_EXERCISE_. Repeat each line of the listing exactly as written.

—————

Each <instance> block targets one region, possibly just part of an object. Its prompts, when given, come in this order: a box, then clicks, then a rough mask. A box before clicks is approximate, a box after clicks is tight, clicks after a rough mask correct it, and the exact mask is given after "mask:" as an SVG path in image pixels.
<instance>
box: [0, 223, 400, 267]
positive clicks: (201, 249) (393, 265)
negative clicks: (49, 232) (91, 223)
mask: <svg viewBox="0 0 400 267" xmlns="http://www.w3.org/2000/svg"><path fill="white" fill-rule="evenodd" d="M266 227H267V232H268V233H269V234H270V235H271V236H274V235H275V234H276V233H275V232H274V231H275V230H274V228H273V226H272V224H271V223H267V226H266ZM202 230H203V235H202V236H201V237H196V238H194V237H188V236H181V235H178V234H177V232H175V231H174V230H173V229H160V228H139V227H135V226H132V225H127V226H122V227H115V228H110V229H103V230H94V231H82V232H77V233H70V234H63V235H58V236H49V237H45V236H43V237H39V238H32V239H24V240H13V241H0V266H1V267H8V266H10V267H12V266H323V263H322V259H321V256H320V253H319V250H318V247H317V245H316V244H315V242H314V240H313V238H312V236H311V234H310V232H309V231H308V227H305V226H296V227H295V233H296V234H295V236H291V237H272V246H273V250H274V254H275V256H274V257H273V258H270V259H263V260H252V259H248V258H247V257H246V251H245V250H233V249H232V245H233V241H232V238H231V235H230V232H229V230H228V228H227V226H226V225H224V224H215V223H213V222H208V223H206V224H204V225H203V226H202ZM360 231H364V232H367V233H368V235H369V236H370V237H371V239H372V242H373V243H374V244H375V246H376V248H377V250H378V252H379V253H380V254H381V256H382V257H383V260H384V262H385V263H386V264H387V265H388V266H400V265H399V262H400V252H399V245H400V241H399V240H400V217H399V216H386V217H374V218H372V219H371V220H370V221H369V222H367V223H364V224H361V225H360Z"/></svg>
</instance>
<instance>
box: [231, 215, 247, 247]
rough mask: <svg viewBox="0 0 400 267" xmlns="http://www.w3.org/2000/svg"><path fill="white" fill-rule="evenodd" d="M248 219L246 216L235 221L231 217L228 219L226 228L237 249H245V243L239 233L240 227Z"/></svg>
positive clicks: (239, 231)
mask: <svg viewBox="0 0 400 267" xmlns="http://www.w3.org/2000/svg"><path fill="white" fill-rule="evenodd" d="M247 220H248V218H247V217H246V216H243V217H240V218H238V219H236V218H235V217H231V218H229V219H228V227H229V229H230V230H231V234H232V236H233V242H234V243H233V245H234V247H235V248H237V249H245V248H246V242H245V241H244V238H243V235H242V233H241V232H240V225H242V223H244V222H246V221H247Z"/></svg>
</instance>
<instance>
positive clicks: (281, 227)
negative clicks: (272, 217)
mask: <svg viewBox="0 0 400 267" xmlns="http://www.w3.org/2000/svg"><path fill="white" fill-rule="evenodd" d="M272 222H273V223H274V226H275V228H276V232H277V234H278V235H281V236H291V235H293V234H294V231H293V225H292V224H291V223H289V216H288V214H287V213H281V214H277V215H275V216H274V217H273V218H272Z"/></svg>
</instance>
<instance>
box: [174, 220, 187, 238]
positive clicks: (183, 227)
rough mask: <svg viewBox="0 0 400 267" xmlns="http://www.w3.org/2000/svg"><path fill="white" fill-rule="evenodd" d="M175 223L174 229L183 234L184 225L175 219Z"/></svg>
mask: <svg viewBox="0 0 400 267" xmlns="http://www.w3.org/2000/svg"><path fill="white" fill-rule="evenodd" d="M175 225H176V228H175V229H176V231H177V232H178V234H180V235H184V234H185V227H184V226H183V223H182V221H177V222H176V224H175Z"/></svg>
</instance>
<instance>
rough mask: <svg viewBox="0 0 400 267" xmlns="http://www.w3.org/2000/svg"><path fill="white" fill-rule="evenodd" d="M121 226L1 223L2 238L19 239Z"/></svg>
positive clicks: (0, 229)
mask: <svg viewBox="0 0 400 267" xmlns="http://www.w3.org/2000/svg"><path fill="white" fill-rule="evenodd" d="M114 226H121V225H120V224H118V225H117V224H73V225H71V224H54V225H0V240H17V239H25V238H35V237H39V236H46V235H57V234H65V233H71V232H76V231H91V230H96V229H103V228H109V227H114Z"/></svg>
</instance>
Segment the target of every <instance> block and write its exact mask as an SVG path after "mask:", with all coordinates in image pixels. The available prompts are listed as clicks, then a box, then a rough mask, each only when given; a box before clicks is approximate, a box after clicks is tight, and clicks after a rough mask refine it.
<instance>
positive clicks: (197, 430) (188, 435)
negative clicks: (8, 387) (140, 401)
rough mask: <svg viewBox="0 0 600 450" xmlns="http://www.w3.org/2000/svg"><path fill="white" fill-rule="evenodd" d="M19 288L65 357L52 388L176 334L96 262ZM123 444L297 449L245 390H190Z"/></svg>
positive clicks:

—————

_FINAL ANSWER_.
Each <instance> block targets one region, possibly just part of an object. Its prompts, when given, come in this order: a box, then clicks, then a rough mask. A box before clicks is approximate, a box after clicks is tight, clicks after a rough mask correct it, and the exact mask is given after "mask:" as an SVG path in image pixels.
<instance>
box: [0, 223, 400, 267]
positive clicks: (201, 249) (393, 265)
negative clicks: (49, 232) (91, 223)
mask: <svg viewBox="0 0 400 267" xmlns="http://www.w3.org/2000/svg"><path fill="white" fill-rule="evenodd" d="M266 227H267V232H268V233H269V234H270V235H271V236H274V235H275V234H276V233H275V232H274V231H275V230H274V228H273V226H272V224H271V223H267V226H266ZM202 230H203V235H202V236H201V237H196V238H194V237H188V236H181V235H178V234H177V232H175V231H174V230H173V229H160V228H139V227H135V226H132V225H127V226H122V227H115V228H110V229H103V230H94V231H82V232H77V233H70V234H63V235H58V236H49V237H45V236H43V237H39V238H32V239H24V240H13V241H0V266H1V267H8V266H10V267H12V266H323V263H322V259H321V256H320V253H319V250H318V247H317V245H316V244H315V242H314V240H313V238H312V236H311V234H310V232H309V231H308V227H305V226H296V227H295V233H296V234H295V236H291V237H272V246H273V250H274V254H275V256H274V257H273V258H270V259H263V260H252V259H248V258H247V257H246V251H245V250H233V249H232V245H233V241H232V238H231V235H230V232H229V230H228V228H227V226H226V225H224V224H215V223H213V222H208V223H206V224H204V225H203V226H202ZM360 231H364V232H367V233H368V235H369V236H370V237H371V239H372V242H373V243H374V244H375V246H376V248H377V250H378V252H379V253H380V254H381V256H382V257H383V260H384V262H385V263H386V264H387V265H388V266H400V265H399V262H400V252H399V245H400V241H399V240H400V217H399V216H386V217H374V218H372V219H371V220H370V221H369V222H367V223H364V224H361V225H360Z"/></svg>
</instance>
<instance>
box: [231, 215, 247, 247]
rough mask: <svg viewBox="0 0 400 267" xmlns="http://www.w3.org/2000/svg"><path fill="white" fill-rule="evenodd" d="M248 219L246 216L235 221L231 217L228 219L226 228L237 249H245V243L239 233L240 227Z"/></svg>
positive clicks: (239, 231)
mask: <svg viewBox="0 0 400 267" xmlns="http://www.w3.org/2000/svg"><path fill="white" fill-rule="evenodd" d="M247 220H248V218H247V217H246V216H243V217H240V218H238V219H236V218H235V217H231V218H229V219H228V227H229V229H230V230H231V234H232V236H233V242H234V243H233V245H234V247H235V248H237V249H245V248H246V242H245V241H244V238H243V235H242V233H241V232H240V225H242V223H244V222H246V221H247Z"/></svg>
</instance>
<instance>
positive clicks: (281, 227)
negative clicks: (272, 217)
mask: <svg viewBox="0 0 400 267" xmlns="http://www.w3.org/2000/svg"><path fill="white" fill-rule="evenodd" d="M272 222H273V223H274V226H275V228H276V232H277V234H278V235H281V236H291V235H293V234H294V231H293V225H292V224H291V223H289V216H288V214H287V213H281V214H277V215H275V216H274V217H273V218H272Z"/></svg>
</instance>
<instance>
box: [174, 220, 187, 238]
positive clicks: (183, 227)
rough mask: <svg viewBox="0 0 400 267" xmlns="http://www.w3.org/2000/svg"><path fill="white" fill-rule="evenodd" d="M175 223L174 229L183 234L184 225L175 219Z"/></svg>
mask: <svg viewBox="0 0 400 267" xmlns="http://www.w3.org/2000/svg"><path fill="white" fill-rule="evenodd" d="M175 225H176V228H175V229H176V231H177V232H178V234H180V235H184V234H185V227H184V226H183V223H182V221H177V222H176V224H175Z"/></svg>
</instance>
<instance>
rough mask: <svg viewBox="0 0 400 267" xmlns="http://www.w3.org/2000/svg"><path fill="white" fill-rule="evenodd" d="M121 226L1 223L2 238L19 239Z"/></svg>
positive clicks: (0, 229)
mask: <svg viewBox="0 0 400 267" xmlns="http://www.w3.org/2000/svg"><path fill="white" fill-rule="evenodd" d="M114 226H121V225H120V224H118V225H117V224H73V225H71V224H54V225H0V240H17V239H25V238H35V237H39V236H46V235H57V234H65V233H71V232H76V231H91V230H96V229H103V228H109V227H114Z"/></svg>
</instance>
Segment the target of every <instance> block and write its exact mask as an SVG path after "mask:", with all coordinates in image pixels. The available prompts are listed as clicks, then a box, then a rough mask, each only when given; a box before clicks is approximate, a box after clicks is tight, and clicks after a rough mask refine it.
<instance>
positive clicks: (197, 430) (188, 435)
negative clicks: (8, 387) (140, 401)
rough mask: <svg viewBox="0 0 600 450" xmlns="http://www.w3.org/2000/svg"><path fill="white" fill-rule="evenodd" d="M19 288L65 357L52 388L176 334L96 262ZM123 444L297 449L245 390H190Z"/></svg>
positive clicks:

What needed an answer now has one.